**Texte du document**
----------------

La Commission des Affaires économiques a considéré qu’avant de lancer cette démarche novatrice, il fallait s’assurer que tous les dispositifs de soutien aux entreprises avaient été épuisés. Il faut construire un environnement économique favorable comprenant toutes les modalités pratiques de mise en œuvre, comme la formation professionnelle, afin de garantir la transition vers de nouveaux métiers. Car cette expérimentation n’est pas de substitution : elle doit être complémentaire et n’intervenir que lorsque tout a été tenté pour lutter contre le chômage.

Nous avons été attentifs à la séparation des secteurs marchand et public tout en étant conscients de la nécessité de ménager des passerelles de mobilité entre les deux. En termes de philosophie politique – car les temps s’y prêtent – nous avons souligné à quel point nous inspire celle qui a succédé au père Joseph Wresinski, je veux parler de Geneviève de Gaulle Anthonioz, qui, sortie de la nuit des camps, a consacré toute sa vie à la lutte contre la misère. Nous sommes aujourd’hui les héritiers de cette figure historique.

Mme Sylviane Bulteau. Avant d’être un fléau économique, le chômage est surtout un fléau social. Il participe de la paupérisation d’une part non négligeable de la population active, mais aussi d’un phénomène de marginalisation – cette lente et néanmoins brutale mort sociale évoquée parfois. La progression du chômage de longue durée touche tous les pays de l’Organisation de coopération et de développement économique (OCDE). En France, le nombre des chômeurs de longue durée a augmenté de 56 % entre 2008 et 2013.

Nous ne saurions nous résigner devant ce phénomène, présent désormais depuis plusieurs décennies et lié aux mutations qui, sous l’effet de la mondialisation, transforment notre économie en profondeur, favorisant la désindustrialisation et la tertiarisation. La société de la connaissance, celle de l’augmentation du niveau général d’instruction et de formation tout au long de la vie de nos concitoyens peut constituer une réponse à moyen et long terme. Ce travail est déjà engagé, mais il ne suffira pas. Il faut aussi répondre à la détresse de celles et ceux qui sont privés d’emploi depuis plusieurs années et qui, pour beaucoup, vivent avec des ressources limitées.

----------------

**Données fournies**
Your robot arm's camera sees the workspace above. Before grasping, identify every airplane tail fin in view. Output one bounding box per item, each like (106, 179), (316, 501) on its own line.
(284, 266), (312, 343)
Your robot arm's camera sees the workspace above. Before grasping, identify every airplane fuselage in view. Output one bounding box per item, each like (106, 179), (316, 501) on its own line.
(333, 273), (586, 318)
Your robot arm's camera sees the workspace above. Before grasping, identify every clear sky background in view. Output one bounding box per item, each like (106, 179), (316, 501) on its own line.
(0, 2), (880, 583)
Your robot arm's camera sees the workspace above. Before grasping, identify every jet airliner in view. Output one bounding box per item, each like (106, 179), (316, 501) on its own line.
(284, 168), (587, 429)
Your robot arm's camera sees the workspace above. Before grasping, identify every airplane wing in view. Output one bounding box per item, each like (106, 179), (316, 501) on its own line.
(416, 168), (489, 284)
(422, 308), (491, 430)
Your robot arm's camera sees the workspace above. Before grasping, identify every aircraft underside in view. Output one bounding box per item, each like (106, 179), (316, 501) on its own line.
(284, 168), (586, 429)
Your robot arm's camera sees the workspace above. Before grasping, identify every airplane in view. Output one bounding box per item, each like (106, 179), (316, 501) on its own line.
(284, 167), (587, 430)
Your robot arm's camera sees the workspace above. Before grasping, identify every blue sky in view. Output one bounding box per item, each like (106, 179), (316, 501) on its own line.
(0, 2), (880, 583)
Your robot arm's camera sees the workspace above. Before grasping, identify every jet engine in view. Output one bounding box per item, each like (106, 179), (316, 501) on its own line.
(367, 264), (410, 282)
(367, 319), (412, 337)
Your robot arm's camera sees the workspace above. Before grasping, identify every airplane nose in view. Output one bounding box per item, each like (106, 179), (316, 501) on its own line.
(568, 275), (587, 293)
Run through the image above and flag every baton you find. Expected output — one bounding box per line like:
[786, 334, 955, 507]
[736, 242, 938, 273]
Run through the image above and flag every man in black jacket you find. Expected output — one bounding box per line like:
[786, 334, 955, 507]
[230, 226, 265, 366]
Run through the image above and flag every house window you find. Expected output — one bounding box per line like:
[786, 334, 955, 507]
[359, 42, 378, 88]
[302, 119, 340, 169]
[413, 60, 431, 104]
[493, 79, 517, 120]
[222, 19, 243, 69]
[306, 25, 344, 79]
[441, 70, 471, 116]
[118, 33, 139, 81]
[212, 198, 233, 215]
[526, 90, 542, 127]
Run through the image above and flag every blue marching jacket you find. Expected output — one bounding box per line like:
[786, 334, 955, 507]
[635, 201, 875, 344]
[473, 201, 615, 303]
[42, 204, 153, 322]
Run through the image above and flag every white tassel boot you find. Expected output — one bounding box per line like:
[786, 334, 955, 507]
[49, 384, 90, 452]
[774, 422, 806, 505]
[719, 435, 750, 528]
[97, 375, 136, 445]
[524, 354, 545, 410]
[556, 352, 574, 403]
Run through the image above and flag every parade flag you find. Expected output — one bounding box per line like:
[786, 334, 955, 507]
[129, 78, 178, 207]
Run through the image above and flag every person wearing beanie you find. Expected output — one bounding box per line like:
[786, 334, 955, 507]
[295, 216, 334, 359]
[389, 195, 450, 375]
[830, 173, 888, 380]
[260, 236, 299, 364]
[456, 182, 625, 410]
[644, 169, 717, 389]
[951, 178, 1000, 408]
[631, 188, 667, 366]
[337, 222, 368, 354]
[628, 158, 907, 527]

----------------

**Consignes**
1. Relevez toutes les personnes nommées dans le texte sur le chômage.
2. Répondez à ces questions sur le texte sur le chômage :
(a) De quel pourcentage le nombre des chômeurs de longue durée a-t-il augmenté en France entre 2008 et 2013 ?
(b) Selon la Commission des Affaires économiques, de quoi fallait-il s'assurer avant de lancer cette démarche novatrice ?
(c) À quoi Geneviève de Gaulle Anthonioz a-t-elle consacré toute sa vie ?
3. Reprenez le texte sur le chômage là où il s'arrête et poursuivez-le.
Les lignes ci-dessus constituent un matériau distinct du texte.

**Réponses**
1.
Joseph Wresinski
Geneviève de Gaulle Anthonioz
Sylviane Bulteau

2.
(a) De 56 %.
(b) Que tous les dispositifs de soutien aux entreprises avaient été épuisés.
(c) À la lutte contre la misère.

3.
C’est là tout l’intérêt de la proposition de loi présentée par notre collègue Laurent Grandguillaume, qui propose une approche innovante et offensive. Réorienter vers la création d’emplois toutes les aides financières allouées à un chômeur de longue durée, c’est en effet renverser la perspective de notre système d’aide au retour à l’emploi. Trouver des solutions pérennes en matière de chômage de longue durée, c’est redonner du crédit à la parole et à la capacité d’action des pouvoirs publics. C’est surtout le moyen de lever chez nos concitoyens les plus éloignés de l’emploi le sentiment d’abandon et de précarité qui pèse sur leurs épaules, c’est leur rendre leur dignité ainsi qu’une certaine confiance dans l’avenir.

M. Bernard Perrut. Avec plus de 2,2 millions de personnes inscrites à Pôle emploi depuis plus d’un an, on ne peut, bien évidemment, que partager l’ambition de voir des territoires avec zéro chômage de longue durée. Toutefois, proposer à toute personne privée durablement d’emploi qui le souhaite un contrat à durée indéterminée, adaptée à ses compétences, constitue un objectif très difficile à atteindre. Cette expérimentation a été voulue par ATD Quart Monde qui accomplit un travail considérable sur le terrain ; je souhaite à cet égard rendre hommage à toutes celle et ceux qui agissent au côté des personnes en difficulté.

L’emploi est un droit inscrit dans la Constitution. Il n’est cependant pas respecté car, à la différence des autres, il dépend de la situation économique, de la politique de l’emploi ainsi que des compétences et aspirations de chacun.

Atteindre l’objectif visé par cette proposition de loi est ambitieux. Cela implique un certain nombre de préalables : développement de services utiles aux habitants dans les territoires concernés, formation d’une main-d’œuvre disponible par les entreprises et les acteurs locaux, localisation des productions ou services non encore connus. Un préalable aussi pour notre pays : il faut relancer le pouvoir d’achat, faire reculer la misère et les difficultés. Il est donc proposé de rediriger une part des 33 milliards d’euros annuellement nécessaires pour compenser la privation d’emploi. Des questions restent cependant sans réponses s’agissant de l’utilisation des financements et de la mise en œuvre sur le terrain où des initiatives locales existent déjà – associations d’insertion, travaux conduits par les Maisons de l’emploi, les chambres consulaires et d’autres encore.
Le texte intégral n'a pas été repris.